What the task asks: The answer must be an exact restatement of all the data.

Dataset extract:

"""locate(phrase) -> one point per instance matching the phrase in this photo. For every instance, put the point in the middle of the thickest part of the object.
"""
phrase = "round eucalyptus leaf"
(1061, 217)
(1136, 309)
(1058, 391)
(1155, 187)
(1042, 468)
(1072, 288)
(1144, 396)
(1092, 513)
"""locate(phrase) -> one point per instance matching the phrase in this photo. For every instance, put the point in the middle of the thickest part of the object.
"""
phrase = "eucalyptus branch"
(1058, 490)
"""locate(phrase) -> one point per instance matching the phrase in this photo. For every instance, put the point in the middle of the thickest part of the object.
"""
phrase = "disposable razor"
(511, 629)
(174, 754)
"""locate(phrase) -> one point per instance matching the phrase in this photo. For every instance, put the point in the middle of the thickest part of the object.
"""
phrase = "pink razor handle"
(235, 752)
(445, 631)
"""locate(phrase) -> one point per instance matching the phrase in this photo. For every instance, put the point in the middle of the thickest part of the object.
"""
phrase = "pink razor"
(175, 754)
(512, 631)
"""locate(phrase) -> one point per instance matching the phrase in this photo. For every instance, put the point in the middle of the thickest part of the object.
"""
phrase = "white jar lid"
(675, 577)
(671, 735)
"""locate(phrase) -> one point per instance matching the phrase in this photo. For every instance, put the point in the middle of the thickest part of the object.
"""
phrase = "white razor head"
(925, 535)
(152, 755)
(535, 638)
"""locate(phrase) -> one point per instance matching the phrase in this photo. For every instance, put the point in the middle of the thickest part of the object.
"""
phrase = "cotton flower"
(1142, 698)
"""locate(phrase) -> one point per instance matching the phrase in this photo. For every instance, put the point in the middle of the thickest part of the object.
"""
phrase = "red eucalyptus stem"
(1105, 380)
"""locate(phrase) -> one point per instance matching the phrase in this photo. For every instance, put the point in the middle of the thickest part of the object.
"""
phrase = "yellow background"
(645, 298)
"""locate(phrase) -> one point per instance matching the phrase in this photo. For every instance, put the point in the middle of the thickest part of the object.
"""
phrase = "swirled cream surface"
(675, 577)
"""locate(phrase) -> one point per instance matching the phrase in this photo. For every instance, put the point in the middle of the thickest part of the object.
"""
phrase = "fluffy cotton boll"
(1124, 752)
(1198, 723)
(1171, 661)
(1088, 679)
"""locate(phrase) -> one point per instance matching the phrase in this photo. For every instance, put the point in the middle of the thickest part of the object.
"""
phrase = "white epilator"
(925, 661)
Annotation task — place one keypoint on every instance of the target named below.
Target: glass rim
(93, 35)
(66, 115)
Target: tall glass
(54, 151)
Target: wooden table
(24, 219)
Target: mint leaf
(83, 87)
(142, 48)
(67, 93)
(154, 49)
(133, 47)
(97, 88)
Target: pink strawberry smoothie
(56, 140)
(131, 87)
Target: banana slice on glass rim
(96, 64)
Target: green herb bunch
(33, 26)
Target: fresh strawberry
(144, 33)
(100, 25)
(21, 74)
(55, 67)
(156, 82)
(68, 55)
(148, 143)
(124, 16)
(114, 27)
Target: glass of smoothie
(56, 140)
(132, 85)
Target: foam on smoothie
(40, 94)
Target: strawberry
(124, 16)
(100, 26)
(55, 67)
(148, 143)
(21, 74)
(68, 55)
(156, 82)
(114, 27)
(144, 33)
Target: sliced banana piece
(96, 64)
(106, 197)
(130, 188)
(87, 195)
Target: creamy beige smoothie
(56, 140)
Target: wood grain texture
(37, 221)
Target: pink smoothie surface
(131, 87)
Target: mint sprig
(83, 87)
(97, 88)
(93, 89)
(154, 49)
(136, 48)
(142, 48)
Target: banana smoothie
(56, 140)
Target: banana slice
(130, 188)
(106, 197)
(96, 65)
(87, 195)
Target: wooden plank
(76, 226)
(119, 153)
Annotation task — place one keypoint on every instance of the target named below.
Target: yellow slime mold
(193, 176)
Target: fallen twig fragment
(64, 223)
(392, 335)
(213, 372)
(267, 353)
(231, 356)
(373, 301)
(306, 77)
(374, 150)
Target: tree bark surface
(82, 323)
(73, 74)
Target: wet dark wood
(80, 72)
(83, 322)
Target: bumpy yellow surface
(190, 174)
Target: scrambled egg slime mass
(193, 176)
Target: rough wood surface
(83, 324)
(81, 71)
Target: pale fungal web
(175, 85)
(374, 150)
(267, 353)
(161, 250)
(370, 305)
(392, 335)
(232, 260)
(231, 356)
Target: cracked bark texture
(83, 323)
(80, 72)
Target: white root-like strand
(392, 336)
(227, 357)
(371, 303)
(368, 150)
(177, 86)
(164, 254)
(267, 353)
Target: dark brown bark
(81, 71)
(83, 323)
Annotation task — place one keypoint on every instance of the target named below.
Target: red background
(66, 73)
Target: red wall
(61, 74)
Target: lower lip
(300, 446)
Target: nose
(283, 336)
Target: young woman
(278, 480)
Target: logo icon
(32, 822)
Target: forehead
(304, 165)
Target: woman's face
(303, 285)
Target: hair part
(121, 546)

Final answer:
"""locate(phrase) -> one point per instance matching the phrase in this photo. For every instance, put the point in the middle of the thickest part of the object.
"""
phrase = "round eucalyptus leaf"
(1061, 217)
(1136, 309)
(1058, 391)
(1155, 187)
(1042, 468)
(1072, 288)
(1144, 396)
(1092, 513)
"""locate(phrase) -> one point per instance matching the phrase in this photo. For every instance, put the point in the middle of the thickest part of the object.
"""
phrase = "eucalyptus branch"
(1058, 490)
"""locate(phrase) -> one point per instance matching the phrase in this photo. For every instance, put the point in the middle of the thickest part of the object.
"""
phrase = "disposable razor"
(511, 629)
(174, 754)
"""locate(phrase) -> one point per instance matching the phrase in this photo. For every instance, put the point in the middle of the thickest part of the object.
"""
phrase = "pink razor handle"
(235, 752)
(445, 631)
"""locate(phrase) -> one point per instance matching the phrase in this photo. For every instance, put the point in the middle of the thickest part of the object.
"""
phrase = "pink razor"
(175, 754)
(512, 631)
"""locate(phrase) -> one point per instance matching the phrase in this photo. For every instance, put the point in the middle of the thickest part of the object.
"""
phrase = "white jar lid"
(675, 577)
(671, 735)
"""locate(phrase) -> one point per instance matching the phrase in this photo. For every instance, put the point in the middle of the thickest part of the object.
"""
phrase = "white razor head"
(925, 535)
(152, 755)
(535, 638)
"""locate(phrase) -> one point per instance matching the phrase in this photo. For every instance, put the point in the middle of the thickest part of the object.
"""
phrase = "cotton flower"
(1142, 698)
"""locate(phrase) -> one point per instance matching the phrase in this photo. For every instance, put the point in the middle of the thickest part of the object.
"""
phrase = "red eucalyptus stem"
(1105, 380)
"""locate(phrase) -> one point per instance matching the phrase in this photo. For every instance, put the point in the middle of the thickest part of the object.
"""
phrase = "yellow background"
(645, 298)
"""locate(phrase) -> one point per instance matching the phrase in this photo. For every instance, put the point in the middle of the thickest part of the object.
"""
phrase = "swirled cream surface"
(675, 577)
"""locate(phrase) -> one point per instance matching the phrase in this photo. For every instance, put the point in the middle of the thickest part of the object.
"""
phrase = "fluffy cotton boll"
(1124, 752)
(1198, 723)
(1171, 661)
(1088, 679)
"""locate(phrase) -> one point per instance matching the phrase in this photo. For every instance, put the point in the middle of the thickest part of the object.
"""
phrase = "white epilator"
(925, 661)
Annotation task — place one keypoint on every instance of the target named below.
Target: glass rim
(93, 35)
(66, 115)
Target: tall glass
(54, 151)
Target: wooden table
(24, 219)
Target: mint leaf
(83, 87)
(142, 48)
(67, 93)
(154, 49)
(133, 47)
(97, 88)
Target: pink strawberry smoothie
(56, 140)
(131, 87)
Target: banana slice on glass rim
(96, 64)
Target: green herb bunch
(33, 26)
Target: fresh strawberry
(144, 33)
(100, 25)
(21, 74)
(55, 67)
(156, 82)
(68, 55)
(148, 143)
(124, 16)
(114, 27)
Target: glass of smoothie
(56, 140)
(132, 85)
Target: foam on smoothie
(40, 94)
Target: strawberry
(124, 16)
(100, 26)
(55, 67)
(148, 143)
(21, 74)
(68, 55)
(156, 82)
(114, 27)
(144, 33)
Target: sliced banana piece
(96, 64)
(106, 197)
(130, 188)
(87, 195)
Target: creamy beige smoothie
(56, 140)
Target: wood grain texture
(37, 221)
Target: pink smoothie surface
(131, 87)
Target: mint sprig
(83, 87)
(97, 88)
(93, 89)
(154, 49)
(136, 48)
(142, 48)
Target: banana smoothie
(56, 140)
Target: banana slice
(130, 188)
(106, 197)
(96, 65)
(87, 195)
Target: wooden plank
(76, 226)
(119, 153)
Annotation task — place one keypoint on every instance of the target named below.
Target: yellow slime mold
(193, 176)
Target: fallen twig fragment
(64, 223)
(392, 335)
(213, 372)
(267, 353)
(231, 356)
(373, 301)
(306, 77)
(374, 150)
Target: tree bark surface
(82, 323)
(73, 74)
Target: wet dark wood
(80, 72)
(83, 322)
Target: bumpy yellow surface
(190, 174)
Target: scrambled egg slime mass
(193, 176)
Target: rough wood surface
(83, 324)
(81, 71)
Target: pale fungal web
(175, 85)
(374, 150)
(267, 353)
(161, 250)
(370, 305)
(392, 335)
(232, 260)
(231, 356)
Target: cracked bark texture
(83, 323)
(80, 72)
Target: white root-like strand
(392, 336)
(227, 357)
(371, 303)
(368, 150)
(177, 86)
(164, 254)
(267, 353)
Target: dark brown bark
(81, 71)
(83, 323)
Annotation task — place one keypoint on every instance of the target named below.
Target: red background
(66, 73)
Target: red wall
(61, 74)
Target: lower lip
(300, 446)
Target: nose
(283, 336)
Target: young woman
(278, 480)
Target: logo icon
(32, 822)
Target: forehead
(304, 165)
Target: woman's face
(303, 285)
Target: hair part
(121, 546)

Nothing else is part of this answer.